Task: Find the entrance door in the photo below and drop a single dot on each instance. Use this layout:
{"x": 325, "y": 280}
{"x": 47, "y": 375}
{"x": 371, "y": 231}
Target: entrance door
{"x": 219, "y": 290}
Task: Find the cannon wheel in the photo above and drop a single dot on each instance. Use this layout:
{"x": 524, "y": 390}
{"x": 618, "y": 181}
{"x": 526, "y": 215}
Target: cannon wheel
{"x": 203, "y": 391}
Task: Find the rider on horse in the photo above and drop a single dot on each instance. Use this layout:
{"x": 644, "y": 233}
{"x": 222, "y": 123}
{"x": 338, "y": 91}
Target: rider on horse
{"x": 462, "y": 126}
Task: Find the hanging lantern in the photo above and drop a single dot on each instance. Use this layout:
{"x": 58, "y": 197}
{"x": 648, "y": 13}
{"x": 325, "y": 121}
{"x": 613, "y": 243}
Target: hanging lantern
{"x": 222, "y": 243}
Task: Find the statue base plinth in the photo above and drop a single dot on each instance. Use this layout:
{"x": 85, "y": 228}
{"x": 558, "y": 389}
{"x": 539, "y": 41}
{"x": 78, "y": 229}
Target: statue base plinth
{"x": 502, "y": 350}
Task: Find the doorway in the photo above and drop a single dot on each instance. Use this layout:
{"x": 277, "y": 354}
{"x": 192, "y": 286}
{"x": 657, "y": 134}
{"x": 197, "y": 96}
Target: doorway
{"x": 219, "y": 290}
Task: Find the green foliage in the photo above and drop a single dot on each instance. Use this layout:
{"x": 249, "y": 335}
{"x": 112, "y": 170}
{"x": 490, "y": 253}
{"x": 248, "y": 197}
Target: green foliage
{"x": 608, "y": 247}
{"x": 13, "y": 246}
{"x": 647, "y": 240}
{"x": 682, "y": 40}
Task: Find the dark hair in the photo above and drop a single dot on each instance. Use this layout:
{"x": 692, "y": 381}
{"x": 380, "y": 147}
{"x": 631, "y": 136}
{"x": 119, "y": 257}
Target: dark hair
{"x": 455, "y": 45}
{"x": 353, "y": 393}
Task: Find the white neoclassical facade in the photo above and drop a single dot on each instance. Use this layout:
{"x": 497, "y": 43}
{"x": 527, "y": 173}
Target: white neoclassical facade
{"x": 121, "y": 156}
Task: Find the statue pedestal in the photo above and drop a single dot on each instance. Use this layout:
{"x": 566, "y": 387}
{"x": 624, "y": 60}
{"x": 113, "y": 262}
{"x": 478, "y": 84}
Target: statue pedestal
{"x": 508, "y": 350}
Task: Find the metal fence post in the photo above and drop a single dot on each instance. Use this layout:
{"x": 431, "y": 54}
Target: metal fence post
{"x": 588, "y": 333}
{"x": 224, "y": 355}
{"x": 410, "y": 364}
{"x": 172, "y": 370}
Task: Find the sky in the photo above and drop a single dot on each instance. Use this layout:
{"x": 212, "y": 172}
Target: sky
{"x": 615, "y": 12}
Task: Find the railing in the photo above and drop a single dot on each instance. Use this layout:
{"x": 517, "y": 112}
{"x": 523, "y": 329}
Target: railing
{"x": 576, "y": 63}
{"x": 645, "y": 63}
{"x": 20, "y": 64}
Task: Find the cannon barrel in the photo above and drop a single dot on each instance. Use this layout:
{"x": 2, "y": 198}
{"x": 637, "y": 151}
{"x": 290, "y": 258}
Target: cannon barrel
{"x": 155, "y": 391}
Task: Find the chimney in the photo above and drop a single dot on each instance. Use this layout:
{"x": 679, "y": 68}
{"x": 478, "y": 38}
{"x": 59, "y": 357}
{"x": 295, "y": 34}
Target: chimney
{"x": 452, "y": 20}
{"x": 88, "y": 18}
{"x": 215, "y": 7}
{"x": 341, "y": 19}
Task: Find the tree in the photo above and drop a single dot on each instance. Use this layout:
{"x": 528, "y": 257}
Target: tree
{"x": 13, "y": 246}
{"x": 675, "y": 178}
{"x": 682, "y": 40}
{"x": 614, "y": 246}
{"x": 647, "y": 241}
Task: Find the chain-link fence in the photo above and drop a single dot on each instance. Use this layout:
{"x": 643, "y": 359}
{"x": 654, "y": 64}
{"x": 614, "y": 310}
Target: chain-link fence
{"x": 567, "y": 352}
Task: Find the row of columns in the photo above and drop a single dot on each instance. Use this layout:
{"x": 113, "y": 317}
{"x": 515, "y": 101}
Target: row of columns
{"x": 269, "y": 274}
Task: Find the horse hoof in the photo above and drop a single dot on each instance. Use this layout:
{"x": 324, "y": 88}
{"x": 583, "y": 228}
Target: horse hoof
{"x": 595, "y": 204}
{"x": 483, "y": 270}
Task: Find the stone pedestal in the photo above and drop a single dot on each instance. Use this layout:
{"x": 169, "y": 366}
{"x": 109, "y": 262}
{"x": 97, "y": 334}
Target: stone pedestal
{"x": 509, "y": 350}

== == ==

> **WHAT IS BEING ASKED**: Reproduce the material above, every line of it, exactly.

> **PROBLEM SOLUTION**:
Task: Find the entrance door in the photo below and drop a single dot on each instance. Use this layout:
{"x": 325, "y": 280}
{"x": 47, "y": 375}
{"x": 371, "y": 231}
Target: entrance door
{"x": 219, "y": 290}
Task: Find the cannon wheel in the photo above and drop a single dot on each instance. Use this layout:
{"x": 524, "y": 390}
{"x": 618, "y": 181}
{"x": 526, "y": 215}
Target: cannon wheel
{"x": 203, "y": 391}
Task: Find the rider on horse in the photo above and drop a single dot on each instance. Use this layout:
{"x": 644, "y": 233}
{"x": 222, "y": 123}
{"x": 338, "y": 91}
Target: rider on horse
{"x": 462, "y": 126}
Task: Find the hanging lantern in the photo above and drop a single dot on each instance. Use this layout:
{"x": 58, "y": 197}
{"x": 648, "y": 13}
{"x": 325, "y": 121}
{"x": 613, "y": 243}
Target: hanging lantern
{"x": 222, "y": 243}
Task: Find the statue base plinth in the photo above and drop a single dot on each instance. Use this layout:
{"x": 85, "y": 228}
{"x": 558, "y": 389}
{"x": 539, "y": 41}
{"x": 78, "y": 229}
Target: statue base plinth
{"x": 502, "y": 350}
Task: Find the doorway in the photo above and drop a single dot on each instance. Use this layout:
{"x": 277, "y": 354}
{"x": 192, "y": 286}
{"x": 657, "y": 134}
{"x": 197, "y": 96}
Target: doorway
{"x": 219, "y": 290}
Task: Find the green foliage in the photo above and drop a single dot on each instance. Use this layout:
{"x": 249, "y": 335}
{"x": 112, "y": 170}
{"x": 490, "y": 253}
{"x": 248, "y": 197}
Target: green foliage
{"x": 608, "y": 247}
{"x": 13, "y": 246}
{"x": 647, "y": 240}
{"x": 682, "y": 40}
Task: Find the dark hair in the photo above and drop a single dot on each instance. Use this layout:
{"x": 692, "y": 381}
{"x": 380, "y": 147}
{"x": 631, "y": 136}
{"x": 119, "y": 257}
Target: dark hair
{"x": 455, "y": 45}
{"x": 353, "y": 393}
Task: Find the white neoclassical facade in the photo above and drop a single dot on each instance. Use this layout:
{"x": 497, "y": 43}
{"x": 527, "y": 173}
Target: white neoclassical facade
{"x": 121, "y": 156}
Task: Find the statue pedestal in the photo above and drop a single dot on each instance. Use this layout:
{"x": 566, "y": 387}
{"x": 624, "y": 60}
{"x": 113, "y": 262}
{"x": 478, "y": 84}
Target: statue pedestal
{"x": 508, "y": 350}
Task: Find the metal fence post in the photo above and drop a single dot on each instance. Use this layout:
{"x": 431, "y": 54}
Target: metal fence post
{"x": 588, "y": 333}
{"x": 224, "y": 355}
{"x": 410, "y": 364}
{"x": 172, "y": 370}
Task: Find the sky in the photo above and drop a single dot on each instance. Use this layout:
{"x": 212, "y": 172}
Target: sky
{"x": 615, "y": 12}
Task: Find the railing in the photo above and drop a single dot on each instance. Use this layout:
{"x": 517, "y": 112}
{"x": 523, "y": 329}
Target: railing
{"x": 576, "y": 63}
{"x": 645, "y": 63}
{"x": 20, "y": 64}
Task: Find the cannon barrel in the photo above and drop a single dot on each instance. Use this layout:
{"x": 2, "y": 198}
{"x": 637, "y": 151}
{"x": 290, "y": 258}
Target: cannon barrel
{"x": 155, "y": 391}
Task: Find the chimney in the photo above and drop a single dot on each instance. Use this layout:
{"x": 679, "y": 68}
{"x": 478, "y": 38}
{"x": 59, "y": 357}
{"x": 295, "y": 34}
Target: chimney
{"x": 452, "y": 20}
{"x": 88, "y": 18}
{"x": 215, "y": 7}
{"x": 341, "y": 19}
Task: Find the tree in the photo above and drop a single dot on each instance. Use this layout:
{"x": 528, "y": 257}
Target: tree
{"x": 13, "y": 246}
{"x": 675, "y": 178}
{"x": 682, "y": 40}
{"x": 614, "y": 246}
{"x": 647, "y": 241}
Task: Find the chain-link fence in the photo above and drop a single dot on each instance. Use this layout:
{"x": 643, "y": 359}
{"x": 654, "y": 64}
{"x": 614, "y": 310}
Target: chain-link fence
{"x": 567, "y": 352}
Task: Find the row of columns in the photo above and drop a single dot on each instance. Use this layout:
{"x": 113, "y": 317}
{"x": 515, "y": 101}
Target: row of columns
{"x": 269, "y": 274}
Task: Find the horse hoof in the photo above and drop a single dot on each instance. Use this layout:
{"x": 324, "y": 88}
{"x": 583, "y": 228}
Target: horse hoof
{"x": 595, "y": 204}
{"x": 483, "y": 270}
Task: Find the stone pedestal in the photo above and drop a single dot on each instance. Use this layout:
{"x": 169, "y": 366}
{"x": 109, "y": 262}
{"x": 97, "y": 334}
Target: stone pedestal
{"x": 509, "y": 350}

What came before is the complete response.